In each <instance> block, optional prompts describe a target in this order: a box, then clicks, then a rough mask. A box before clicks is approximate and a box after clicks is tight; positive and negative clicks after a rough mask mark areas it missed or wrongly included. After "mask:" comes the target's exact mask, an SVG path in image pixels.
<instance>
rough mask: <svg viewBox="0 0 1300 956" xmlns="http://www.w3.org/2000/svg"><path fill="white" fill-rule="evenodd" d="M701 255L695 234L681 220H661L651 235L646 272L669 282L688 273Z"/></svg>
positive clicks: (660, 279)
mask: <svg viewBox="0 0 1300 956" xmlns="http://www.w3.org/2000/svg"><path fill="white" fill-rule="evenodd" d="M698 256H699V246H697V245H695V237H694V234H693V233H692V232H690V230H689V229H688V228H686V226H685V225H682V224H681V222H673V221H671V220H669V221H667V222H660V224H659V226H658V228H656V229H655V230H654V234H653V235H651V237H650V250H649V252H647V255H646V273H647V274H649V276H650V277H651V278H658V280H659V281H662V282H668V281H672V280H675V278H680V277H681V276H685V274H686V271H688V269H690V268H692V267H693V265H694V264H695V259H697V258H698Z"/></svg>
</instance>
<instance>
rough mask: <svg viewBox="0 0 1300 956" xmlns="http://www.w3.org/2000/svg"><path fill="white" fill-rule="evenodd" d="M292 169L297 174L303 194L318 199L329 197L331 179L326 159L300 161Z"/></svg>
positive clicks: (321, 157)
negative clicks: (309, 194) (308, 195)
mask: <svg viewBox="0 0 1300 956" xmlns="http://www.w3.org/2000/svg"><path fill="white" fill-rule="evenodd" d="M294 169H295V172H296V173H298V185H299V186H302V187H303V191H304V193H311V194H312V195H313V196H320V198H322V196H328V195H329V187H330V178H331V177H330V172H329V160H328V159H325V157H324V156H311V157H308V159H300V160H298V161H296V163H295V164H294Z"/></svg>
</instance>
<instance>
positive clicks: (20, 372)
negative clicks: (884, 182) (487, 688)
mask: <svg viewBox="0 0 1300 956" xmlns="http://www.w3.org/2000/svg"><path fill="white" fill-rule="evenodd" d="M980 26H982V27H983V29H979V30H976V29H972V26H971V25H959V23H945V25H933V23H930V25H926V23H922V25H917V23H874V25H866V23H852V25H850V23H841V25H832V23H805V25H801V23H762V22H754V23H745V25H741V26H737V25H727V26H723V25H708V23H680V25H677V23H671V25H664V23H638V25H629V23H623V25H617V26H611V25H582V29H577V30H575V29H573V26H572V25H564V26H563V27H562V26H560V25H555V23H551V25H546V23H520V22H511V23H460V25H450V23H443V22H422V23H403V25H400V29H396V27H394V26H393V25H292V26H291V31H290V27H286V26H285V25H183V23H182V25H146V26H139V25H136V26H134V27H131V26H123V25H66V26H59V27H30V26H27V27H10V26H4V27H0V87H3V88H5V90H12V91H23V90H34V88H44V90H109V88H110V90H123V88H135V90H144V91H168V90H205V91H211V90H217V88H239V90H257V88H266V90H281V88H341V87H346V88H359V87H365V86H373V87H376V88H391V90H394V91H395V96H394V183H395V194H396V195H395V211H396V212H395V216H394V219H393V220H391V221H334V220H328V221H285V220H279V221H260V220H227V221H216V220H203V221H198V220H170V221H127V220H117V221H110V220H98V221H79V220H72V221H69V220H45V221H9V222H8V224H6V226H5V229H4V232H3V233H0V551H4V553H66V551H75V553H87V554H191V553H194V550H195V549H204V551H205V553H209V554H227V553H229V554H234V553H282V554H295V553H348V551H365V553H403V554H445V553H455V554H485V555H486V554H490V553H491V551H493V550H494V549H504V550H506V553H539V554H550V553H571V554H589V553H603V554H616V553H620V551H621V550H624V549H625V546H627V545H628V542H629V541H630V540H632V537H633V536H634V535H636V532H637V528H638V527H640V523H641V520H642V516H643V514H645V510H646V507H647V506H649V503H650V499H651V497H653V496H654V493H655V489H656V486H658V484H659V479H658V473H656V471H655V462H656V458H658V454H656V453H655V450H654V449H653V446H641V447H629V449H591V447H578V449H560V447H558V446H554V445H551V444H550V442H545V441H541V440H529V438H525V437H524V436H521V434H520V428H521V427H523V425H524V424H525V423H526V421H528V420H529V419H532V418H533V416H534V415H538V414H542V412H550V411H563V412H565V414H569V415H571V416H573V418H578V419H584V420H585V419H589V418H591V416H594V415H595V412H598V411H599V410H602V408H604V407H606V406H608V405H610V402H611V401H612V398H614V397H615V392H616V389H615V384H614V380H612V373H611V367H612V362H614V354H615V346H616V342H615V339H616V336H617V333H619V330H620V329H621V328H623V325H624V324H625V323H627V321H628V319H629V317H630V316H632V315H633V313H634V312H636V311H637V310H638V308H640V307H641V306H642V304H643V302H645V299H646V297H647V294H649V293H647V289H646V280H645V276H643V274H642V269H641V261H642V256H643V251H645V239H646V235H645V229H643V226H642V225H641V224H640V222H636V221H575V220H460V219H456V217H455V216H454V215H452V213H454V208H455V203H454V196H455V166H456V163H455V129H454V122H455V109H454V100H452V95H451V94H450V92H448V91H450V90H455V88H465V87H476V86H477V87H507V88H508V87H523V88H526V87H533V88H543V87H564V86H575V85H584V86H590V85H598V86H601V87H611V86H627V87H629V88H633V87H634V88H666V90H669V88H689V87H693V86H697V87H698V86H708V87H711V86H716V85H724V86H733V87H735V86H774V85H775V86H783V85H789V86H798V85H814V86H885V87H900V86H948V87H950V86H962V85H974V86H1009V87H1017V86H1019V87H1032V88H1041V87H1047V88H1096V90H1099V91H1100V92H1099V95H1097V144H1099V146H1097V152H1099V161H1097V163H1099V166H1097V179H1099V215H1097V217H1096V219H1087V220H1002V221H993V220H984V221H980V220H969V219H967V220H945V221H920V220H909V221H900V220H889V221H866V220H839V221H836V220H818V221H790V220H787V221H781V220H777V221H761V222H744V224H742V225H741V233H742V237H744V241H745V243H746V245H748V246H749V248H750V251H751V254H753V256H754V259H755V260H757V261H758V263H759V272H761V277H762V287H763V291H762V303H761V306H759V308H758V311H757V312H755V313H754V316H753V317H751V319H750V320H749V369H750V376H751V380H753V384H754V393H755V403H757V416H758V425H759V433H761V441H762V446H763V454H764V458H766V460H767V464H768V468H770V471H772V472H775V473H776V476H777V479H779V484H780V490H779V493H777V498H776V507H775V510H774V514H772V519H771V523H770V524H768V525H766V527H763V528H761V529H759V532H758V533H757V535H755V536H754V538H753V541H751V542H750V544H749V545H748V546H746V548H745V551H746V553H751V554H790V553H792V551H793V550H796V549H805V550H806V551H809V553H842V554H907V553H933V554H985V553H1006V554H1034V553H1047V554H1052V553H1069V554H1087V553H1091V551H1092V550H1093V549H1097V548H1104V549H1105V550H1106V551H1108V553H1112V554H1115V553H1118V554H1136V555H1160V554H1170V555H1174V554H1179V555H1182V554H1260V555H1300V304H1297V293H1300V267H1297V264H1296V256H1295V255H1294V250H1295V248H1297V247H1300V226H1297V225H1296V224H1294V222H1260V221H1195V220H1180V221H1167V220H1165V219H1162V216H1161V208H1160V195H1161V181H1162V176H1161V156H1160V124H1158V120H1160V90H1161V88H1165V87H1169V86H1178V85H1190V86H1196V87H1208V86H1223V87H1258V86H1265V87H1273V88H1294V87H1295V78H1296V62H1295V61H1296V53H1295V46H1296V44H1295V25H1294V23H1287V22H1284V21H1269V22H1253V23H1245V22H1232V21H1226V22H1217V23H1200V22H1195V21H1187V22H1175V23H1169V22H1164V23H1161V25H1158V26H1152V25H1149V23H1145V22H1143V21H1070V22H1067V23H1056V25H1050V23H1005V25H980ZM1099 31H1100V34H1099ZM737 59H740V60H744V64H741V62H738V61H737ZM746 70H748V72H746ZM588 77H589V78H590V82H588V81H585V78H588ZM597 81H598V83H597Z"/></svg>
---
What to produce: Taking the line with "negative clicks: (309, 194) (308, 195)" as the first and the line with "positive clicks: (20, 372)" as the last, retype that stretch of the data above exactly, with no other lines.

Final answer:
negative clicks: (309, 194) (308, 195)
mask: <svg viewBox="0 0 1300 956" xmlns="http://www.w3.org/2000/svg"><path fill="white" fill-rule="evenodd" d="M294 169H295V172H296V173H298V185H299V186H302V187H303V191H304V193H311V194H312V195H313V196H320V198H322V196H328V195H329V187H330V178H331V177H330V172H329V160H328V159H325V157H324V156H311V157H308V159H300V160H298V161H296V163H295V164H294Z"/></svg>
</instance>
<instance>
positive clicks: (20, 372)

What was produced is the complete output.